[Selected text]:
* * *

In marketing, the decoy effect (or attraction effect or asymmetric dominance effect) is the phenomenon whereby consumers will tend to have a specific change in preference between two options when also presented with a third option that is asymmetrically dominated.[1] An option is asymmetrically dominated when it is inferior in all respects to one option; but, in comparison to the other option, it is inferior in some respects and superior in others. In other words, in terms of specific attributes determining preferences, it is completely dominated by (i.e., inferior to) one option and only partially dominated by the other. When the asymmetrically dominated option is present, a higher percentage of consumers will prefer the dominating option than when the asymmetrically dominated option is absent. The asymmetrically dominated option is therefore a decoy serving to increase preference for the dominating option. The decoy effect is also an example of the violation of the independence of irrelevant alternatives axiom of decision theory. More simply, when deciding between two options, an unattractive third option can change the perceived preference between the other two.[2]

The decoy effect is considered particularly important in choice theory because it is a violation of the assumption of "regularity" present in all axiomatic choice models, for example in a Luce model of choice.[3] Regularity means that it should not be possible for the market share of any alternative to increase when another alternative is added to the choice set. The new alternative should reduce, or at best leave unchanged, the choice share of existing alternatives. Regularity is violated in the example shown below where a new alternative C not only changes the relative shares of A and B but actually increases the share of A in absolute terms. Similarly, the introduction of a new alternative D increases the share of B in absolute terms.

Examples

Suppose there is a consideration set (options to choose from in a menu) that involves smartphones. Consumers will generally see higher storage capacity (number of GB) and lower price as positive attributes; while some consumers may want a device that can store more photos, music, etc., other consumers will want a device that costs less. In Consideration Set 1, two devices are available:

Consideration Set 1
A B
price $400 $300
storage 300GB 200GB

In this case, some consumers will prefer A for its greater storage capacity, while others will prefer B for its lower price.

* * *

Rewrite the decoy effect passage from "Suppose there is" to "its lower price.", putting "memory capacity" wherever "storage capacity" appears. Work only from the decoy effect passage when responding.

[Rows from a data source]
* * *

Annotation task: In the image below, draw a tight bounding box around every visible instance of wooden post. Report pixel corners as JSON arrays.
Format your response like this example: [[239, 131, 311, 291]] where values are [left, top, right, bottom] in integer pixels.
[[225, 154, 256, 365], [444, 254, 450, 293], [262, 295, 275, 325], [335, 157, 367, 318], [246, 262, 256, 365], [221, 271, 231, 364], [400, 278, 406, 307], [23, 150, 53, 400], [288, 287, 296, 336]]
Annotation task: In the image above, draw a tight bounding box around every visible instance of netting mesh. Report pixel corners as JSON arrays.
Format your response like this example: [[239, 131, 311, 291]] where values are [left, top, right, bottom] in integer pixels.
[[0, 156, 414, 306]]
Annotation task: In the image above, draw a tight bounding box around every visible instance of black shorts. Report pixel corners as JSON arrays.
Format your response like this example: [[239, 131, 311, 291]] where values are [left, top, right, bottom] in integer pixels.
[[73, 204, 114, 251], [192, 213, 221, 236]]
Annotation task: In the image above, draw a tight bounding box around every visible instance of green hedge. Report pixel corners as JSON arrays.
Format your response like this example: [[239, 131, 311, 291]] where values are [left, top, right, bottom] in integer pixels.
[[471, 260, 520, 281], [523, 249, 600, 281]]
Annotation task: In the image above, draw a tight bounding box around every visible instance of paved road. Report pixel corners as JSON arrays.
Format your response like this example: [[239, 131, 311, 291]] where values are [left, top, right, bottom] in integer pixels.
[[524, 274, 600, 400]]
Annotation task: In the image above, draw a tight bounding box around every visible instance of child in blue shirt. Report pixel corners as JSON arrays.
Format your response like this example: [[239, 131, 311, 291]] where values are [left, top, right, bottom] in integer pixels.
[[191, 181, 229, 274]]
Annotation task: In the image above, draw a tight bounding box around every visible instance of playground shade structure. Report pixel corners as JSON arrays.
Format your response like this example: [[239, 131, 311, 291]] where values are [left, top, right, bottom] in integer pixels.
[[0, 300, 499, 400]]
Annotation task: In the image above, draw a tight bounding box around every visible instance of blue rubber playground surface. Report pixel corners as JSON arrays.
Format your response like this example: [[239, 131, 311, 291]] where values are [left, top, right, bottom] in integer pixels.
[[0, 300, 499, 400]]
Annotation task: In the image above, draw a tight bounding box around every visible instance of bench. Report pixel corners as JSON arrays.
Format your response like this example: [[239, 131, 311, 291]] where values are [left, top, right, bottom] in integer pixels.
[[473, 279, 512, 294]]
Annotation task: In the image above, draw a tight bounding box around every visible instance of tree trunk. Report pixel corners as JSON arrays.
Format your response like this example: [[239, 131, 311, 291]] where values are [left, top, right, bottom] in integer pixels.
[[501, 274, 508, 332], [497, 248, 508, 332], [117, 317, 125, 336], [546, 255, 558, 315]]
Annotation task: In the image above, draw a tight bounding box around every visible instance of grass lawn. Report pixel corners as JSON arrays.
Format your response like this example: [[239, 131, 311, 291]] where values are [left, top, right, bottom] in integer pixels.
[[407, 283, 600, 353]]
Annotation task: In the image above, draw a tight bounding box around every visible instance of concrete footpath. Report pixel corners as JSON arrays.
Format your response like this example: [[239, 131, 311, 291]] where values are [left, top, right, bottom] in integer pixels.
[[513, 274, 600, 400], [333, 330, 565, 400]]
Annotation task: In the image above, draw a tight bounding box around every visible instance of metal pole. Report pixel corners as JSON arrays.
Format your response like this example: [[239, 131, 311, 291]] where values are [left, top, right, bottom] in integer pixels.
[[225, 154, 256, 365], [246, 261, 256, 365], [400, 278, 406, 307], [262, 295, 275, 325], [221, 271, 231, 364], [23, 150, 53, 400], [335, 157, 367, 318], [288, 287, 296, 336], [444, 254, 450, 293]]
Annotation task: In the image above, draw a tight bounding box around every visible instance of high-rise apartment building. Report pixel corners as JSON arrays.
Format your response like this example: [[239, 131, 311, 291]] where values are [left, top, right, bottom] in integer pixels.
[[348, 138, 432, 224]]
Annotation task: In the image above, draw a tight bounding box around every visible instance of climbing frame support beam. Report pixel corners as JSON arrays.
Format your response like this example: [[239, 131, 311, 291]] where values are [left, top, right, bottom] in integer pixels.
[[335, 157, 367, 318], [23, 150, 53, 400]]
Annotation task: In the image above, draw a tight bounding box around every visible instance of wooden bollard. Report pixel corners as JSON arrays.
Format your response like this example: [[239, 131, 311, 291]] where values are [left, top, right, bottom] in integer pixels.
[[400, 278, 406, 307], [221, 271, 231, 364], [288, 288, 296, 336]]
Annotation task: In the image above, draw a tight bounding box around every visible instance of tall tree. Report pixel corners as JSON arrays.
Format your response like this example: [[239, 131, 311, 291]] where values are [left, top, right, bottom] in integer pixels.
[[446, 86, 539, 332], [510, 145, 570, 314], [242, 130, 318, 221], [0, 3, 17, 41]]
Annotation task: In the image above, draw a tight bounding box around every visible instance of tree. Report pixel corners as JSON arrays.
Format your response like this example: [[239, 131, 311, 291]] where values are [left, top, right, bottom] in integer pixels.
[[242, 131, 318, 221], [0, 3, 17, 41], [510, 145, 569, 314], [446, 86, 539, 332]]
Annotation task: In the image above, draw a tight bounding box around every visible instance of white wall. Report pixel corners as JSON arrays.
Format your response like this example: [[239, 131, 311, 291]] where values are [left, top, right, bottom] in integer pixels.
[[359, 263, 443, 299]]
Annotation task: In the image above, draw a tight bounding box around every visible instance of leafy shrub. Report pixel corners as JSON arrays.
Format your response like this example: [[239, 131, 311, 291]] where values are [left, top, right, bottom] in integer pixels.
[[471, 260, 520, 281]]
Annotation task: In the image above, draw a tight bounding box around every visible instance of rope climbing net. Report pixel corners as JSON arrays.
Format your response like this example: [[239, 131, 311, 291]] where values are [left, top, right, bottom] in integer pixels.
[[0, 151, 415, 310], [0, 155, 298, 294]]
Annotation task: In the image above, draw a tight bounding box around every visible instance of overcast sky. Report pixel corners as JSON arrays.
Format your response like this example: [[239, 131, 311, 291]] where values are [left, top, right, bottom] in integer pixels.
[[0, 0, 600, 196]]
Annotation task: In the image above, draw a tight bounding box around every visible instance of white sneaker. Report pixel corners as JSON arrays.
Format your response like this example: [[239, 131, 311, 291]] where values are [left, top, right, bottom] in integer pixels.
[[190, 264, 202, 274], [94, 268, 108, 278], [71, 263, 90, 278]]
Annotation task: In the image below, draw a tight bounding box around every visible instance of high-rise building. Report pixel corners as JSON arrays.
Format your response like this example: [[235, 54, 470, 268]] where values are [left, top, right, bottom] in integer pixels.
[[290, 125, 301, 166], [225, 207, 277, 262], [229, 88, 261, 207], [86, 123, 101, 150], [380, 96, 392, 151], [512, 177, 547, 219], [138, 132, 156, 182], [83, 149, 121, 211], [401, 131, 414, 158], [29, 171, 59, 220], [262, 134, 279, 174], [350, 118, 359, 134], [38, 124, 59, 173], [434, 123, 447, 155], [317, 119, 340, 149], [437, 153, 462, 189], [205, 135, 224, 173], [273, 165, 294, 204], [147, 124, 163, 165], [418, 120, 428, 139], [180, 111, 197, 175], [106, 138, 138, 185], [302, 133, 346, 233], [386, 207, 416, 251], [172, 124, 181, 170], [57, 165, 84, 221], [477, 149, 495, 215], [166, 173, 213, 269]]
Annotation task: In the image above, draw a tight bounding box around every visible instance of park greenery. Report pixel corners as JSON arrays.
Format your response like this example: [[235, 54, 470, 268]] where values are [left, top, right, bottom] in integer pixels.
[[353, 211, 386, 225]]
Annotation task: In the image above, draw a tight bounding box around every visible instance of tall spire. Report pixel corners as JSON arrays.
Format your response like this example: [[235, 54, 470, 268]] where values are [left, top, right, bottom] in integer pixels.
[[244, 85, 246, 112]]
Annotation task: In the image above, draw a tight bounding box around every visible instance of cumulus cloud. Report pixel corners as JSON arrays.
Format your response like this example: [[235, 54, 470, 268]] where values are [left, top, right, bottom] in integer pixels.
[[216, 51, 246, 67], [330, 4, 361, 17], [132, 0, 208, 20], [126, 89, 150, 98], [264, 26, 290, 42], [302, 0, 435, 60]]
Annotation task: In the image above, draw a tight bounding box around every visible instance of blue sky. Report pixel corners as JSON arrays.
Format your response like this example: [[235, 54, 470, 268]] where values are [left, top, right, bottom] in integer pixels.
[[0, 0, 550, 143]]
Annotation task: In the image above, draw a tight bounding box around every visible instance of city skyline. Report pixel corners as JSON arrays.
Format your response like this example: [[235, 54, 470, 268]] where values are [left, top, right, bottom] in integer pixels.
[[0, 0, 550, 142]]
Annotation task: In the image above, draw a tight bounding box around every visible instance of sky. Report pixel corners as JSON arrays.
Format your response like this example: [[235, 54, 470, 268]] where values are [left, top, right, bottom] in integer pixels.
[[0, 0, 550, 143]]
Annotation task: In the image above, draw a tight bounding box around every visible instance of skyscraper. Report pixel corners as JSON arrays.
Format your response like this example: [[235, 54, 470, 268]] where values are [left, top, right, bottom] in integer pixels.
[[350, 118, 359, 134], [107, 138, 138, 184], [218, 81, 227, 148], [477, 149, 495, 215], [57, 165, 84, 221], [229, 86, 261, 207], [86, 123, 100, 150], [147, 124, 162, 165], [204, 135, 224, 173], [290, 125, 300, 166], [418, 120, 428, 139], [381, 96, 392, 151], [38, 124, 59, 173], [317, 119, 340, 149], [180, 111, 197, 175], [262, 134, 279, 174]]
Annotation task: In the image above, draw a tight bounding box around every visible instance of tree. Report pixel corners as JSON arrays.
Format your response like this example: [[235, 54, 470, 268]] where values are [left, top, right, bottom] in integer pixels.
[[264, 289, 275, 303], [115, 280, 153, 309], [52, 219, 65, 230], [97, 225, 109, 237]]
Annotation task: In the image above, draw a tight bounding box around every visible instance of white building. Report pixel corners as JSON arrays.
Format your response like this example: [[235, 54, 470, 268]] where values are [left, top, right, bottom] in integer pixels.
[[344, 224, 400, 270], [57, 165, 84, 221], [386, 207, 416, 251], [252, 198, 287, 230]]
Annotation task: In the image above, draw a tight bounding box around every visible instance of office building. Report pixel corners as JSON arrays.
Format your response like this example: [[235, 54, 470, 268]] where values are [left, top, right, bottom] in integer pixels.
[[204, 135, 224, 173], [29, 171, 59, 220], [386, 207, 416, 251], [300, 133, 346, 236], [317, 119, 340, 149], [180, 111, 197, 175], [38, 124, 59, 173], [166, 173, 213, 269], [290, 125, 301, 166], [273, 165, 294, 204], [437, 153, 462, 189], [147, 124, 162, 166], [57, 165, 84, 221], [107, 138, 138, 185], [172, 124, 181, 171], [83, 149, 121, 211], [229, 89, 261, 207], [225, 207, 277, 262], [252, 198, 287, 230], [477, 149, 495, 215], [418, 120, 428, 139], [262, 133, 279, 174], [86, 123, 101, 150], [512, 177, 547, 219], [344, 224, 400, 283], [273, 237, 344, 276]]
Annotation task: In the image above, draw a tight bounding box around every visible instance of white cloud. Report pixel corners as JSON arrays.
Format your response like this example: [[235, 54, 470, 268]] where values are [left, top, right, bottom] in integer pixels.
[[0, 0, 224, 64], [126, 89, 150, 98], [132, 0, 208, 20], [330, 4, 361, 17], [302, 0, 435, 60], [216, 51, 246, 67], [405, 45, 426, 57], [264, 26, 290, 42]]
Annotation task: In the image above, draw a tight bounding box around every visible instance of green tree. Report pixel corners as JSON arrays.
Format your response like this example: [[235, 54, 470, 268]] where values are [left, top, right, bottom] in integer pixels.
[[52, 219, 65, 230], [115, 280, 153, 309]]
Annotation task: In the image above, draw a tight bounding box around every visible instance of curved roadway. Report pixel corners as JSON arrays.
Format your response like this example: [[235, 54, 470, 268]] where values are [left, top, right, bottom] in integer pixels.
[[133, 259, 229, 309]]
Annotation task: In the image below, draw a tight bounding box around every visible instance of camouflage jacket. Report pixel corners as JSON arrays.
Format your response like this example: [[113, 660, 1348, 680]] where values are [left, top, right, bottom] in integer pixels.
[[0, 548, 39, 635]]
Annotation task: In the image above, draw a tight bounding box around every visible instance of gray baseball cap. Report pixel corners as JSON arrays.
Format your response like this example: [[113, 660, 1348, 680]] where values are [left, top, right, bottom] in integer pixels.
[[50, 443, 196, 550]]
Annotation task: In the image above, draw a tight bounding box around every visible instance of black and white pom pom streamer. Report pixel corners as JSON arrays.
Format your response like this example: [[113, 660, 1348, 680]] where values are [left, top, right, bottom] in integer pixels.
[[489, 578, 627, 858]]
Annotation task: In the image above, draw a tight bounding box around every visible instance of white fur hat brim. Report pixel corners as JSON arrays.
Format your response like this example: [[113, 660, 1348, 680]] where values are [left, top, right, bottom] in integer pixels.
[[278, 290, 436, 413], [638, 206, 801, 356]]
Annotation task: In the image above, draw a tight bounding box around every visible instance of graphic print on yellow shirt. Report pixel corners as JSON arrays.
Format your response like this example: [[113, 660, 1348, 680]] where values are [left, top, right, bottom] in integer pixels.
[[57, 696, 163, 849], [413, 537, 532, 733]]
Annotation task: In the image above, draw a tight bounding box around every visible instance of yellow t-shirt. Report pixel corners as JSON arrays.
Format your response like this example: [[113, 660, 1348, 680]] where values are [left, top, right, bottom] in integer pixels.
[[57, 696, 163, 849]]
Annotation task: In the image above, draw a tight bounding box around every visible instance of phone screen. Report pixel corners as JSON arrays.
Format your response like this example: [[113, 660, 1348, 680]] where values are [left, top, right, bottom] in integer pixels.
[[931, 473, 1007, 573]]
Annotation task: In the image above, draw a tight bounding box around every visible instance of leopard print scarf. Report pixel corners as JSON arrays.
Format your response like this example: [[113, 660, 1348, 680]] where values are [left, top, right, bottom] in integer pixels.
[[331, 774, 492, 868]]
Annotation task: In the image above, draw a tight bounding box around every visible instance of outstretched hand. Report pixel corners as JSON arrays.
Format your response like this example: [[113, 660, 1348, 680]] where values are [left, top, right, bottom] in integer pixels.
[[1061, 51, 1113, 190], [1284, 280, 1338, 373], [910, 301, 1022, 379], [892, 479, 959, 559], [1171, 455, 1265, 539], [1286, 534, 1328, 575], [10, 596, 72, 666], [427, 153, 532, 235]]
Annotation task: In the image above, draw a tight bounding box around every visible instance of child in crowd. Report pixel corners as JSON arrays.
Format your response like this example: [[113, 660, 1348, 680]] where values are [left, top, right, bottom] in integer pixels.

* * *

[Written answer]:
Suppose there is a consideration set (options to choose from in a menu) that involves smartphones. Consumers will generally see higher memory capacity (number of GB) and lower price as positive attributes; while some consumers may want a device that can store more photos, music, etc., other consumers will want a device that costs less. In Consideration Set 1, two devices are available:

Consideration Set 1
A B
price $400 $300
storage 300GB 200GB

In this case, some consumers will prefer A for its greater memory capacity, while others will prefer B for its lower price.